Could you recast the stretch from the line containing "Category: the rooftop" through the line containing "pixel 347 276", both included, as a Markdown table with columns named Row and Content, numbering each line and omitting blank lines?

A series of records

____

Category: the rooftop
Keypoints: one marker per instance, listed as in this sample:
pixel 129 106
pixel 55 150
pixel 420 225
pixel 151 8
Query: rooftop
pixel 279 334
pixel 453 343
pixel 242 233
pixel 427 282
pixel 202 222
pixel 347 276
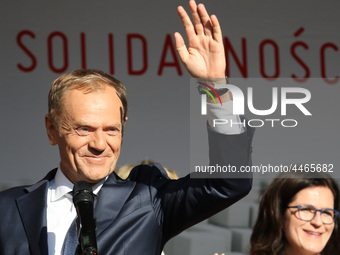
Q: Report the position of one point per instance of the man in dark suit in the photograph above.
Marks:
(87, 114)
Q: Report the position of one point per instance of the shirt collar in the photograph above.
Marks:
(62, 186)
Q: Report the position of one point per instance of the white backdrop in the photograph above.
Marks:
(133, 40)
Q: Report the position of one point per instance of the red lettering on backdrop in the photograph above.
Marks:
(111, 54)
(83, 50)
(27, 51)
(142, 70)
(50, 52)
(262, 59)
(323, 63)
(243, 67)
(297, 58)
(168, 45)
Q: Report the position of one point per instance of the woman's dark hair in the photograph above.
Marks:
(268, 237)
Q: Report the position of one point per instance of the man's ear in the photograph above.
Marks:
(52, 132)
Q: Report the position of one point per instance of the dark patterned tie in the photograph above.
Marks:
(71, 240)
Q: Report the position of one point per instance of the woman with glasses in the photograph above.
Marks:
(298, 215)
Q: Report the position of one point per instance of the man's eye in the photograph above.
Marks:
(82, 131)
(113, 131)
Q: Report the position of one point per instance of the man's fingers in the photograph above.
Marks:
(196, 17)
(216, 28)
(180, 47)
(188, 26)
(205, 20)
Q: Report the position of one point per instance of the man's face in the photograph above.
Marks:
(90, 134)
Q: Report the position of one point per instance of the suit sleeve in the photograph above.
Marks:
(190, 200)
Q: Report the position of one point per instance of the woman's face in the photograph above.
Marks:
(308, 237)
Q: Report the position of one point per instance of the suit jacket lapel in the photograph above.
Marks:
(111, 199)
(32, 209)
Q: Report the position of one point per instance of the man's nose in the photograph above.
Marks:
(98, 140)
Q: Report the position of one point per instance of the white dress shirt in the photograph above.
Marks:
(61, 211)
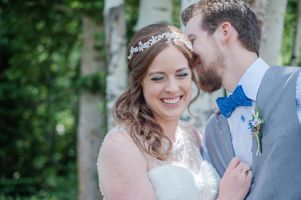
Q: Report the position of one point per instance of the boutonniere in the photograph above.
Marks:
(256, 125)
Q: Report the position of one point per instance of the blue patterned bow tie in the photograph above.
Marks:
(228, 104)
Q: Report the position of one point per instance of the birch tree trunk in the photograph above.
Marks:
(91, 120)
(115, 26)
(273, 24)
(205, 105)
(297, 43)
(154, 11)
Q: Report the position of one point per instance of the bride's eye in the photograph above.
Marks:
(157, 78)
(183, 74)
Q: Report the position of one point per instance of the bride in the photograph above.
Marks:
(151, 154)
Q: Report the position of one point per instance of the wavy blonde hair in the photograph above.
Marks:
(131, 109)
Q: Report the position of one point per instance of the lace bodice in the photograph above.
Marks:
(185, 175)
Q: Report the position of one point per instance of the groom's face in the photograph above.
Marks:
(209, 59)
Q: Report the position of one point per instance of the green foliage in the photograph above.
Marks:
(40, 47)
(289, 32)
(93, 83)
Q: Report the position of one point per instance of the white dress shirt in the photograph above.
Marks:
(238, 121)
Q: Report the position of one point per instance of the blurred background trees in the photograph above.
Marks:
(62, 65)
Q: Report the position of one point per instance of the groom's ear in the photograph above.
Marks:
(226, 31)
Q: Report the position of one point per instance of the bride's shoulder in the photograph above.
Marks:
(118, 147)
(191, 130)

____

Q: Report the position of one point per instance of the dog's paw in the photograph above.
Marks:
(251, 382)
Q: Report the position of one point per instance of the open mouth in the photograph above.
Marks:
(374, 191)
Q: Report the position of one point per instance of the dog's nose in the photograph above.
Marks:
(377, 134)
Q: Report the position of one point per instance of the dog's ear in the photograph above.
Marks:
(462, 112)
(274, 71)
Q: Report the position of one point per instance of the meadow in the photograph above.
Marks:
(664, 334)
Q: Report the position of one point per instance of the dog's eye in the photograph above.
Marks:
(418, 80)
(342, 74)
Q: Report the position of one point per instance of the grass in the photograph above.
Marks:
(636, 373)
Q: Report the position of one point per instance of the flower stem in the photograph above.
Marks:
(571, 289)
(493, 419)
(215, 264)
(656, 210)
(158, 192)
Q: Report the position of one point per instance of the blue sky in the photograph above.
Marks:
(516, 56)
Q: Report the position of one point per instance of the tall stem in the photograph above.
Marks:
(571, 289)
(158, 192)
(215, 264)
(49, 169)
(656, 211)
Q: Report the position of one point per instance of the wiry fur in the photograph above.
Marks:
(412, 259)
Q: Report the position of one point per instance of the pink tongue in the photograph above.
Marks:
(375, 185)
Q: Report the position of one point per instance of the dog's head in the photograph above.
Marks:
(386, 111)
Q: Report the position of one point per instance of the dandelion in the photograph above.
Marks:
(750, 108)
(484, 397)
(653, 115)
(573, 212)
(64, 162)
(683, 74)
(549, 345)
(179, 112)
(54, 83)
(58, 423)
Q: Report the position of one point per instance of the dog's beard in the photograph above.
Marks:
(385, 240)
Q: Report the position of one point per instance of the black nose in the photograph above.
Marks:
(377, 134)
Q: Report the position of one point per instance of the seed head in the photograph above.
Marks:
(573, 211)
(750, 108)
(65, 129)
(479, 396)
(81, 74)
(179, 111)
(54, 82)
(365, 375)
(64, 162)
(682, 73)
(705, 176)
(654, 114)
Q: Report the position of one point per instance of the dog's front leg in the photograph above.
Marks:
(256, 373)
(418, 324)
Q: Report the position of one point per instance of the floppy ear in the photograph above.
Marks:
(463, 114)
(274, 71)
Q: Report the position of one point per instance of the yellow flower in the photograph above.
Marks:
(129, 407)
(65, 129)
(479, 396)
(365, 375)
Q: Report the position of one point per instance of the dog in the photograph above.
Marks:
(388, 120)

____

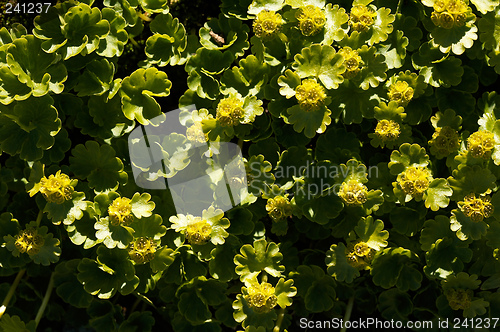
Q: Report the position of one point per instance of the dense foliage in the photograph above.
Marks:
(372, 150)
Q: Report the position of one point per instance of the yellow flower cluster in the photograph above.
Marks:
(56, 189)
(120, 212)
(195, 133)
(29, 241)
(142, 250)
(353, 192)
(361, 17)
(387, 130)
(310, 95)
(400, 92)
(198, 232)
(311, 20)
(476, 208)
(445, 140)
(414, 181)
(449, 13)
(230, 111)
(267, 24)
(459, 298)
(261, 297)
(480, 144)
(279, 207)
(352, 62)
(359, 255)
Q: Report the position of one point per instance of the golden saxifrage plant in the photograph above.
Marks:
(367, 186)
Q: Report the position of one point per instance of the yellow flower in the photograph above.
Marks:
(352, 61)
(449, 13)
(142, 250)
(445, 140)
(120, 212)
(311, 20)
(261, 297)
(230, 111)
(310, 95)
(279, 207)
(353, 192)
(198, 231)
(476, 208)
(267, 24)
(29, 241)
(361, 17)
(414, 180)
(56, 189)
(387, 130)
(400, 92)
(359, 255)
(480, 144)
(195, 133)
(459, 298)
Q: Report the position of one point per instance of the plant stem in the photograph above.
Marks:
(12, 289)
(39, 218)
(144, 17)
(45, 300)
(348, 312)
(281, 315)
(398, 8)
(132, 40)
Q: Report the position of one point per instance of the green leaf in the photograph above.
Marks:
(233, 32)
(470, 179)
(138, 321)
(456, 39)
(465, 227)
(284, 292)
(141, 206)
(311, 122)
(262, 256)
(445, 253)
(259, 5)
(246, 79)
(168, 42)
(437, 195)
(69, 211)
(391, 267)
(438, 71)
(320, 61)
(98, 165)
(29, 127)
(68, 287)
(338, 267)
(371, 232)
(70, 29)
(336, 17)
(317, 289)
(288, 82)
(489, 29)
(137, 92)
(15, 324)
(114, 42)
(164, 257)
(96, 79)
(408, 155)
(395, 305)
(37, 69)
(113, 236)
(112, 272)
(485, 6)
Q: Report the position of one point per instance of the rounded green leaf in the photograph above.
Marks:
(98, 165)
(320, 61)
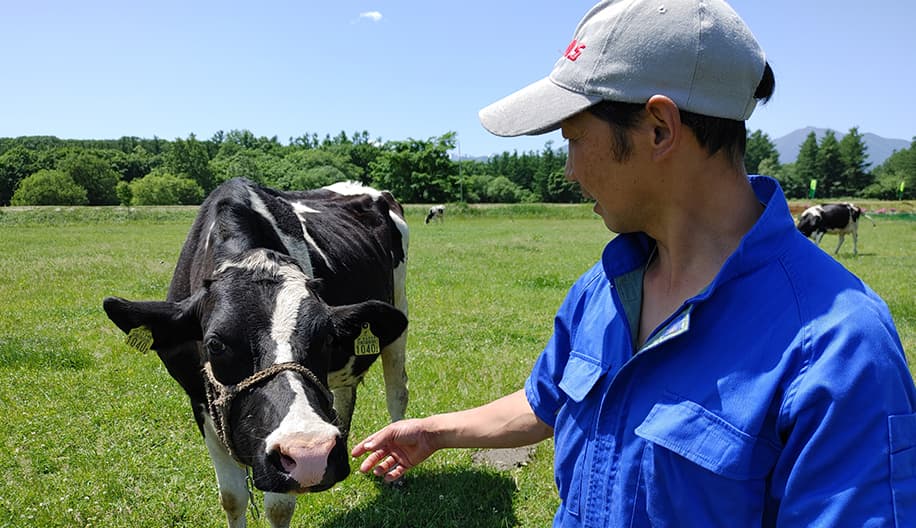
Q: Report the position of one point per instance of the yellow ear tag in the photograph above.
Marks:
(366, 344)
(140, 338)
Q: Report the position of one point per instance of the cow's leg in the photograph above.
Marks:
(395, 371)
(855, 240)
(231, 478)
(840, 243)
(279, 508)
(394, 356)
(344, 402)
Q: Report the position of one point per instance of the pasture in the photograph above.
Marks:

____

### Completed task
| Row | Content |
|---|---|
| 1 | Category: the rooftop |
| 2 | Keypoints: one marker per instance, listed as in this sample: |
| 3 | pixel 129 106 |
| 4 | pixel 55 150 |
| 5 | pixel 420 225 |
| 6 | pixel 151 8 |
| 7 | Query: rooftop |
| 8 | pixel 279 334 |
| 9 | pixel 453 343 |
| 10 | pixel 242 233 |
| 11 | pixel 427 282 |
| 12 | pixel 202 222 |
| 13 | pixel 347 276 |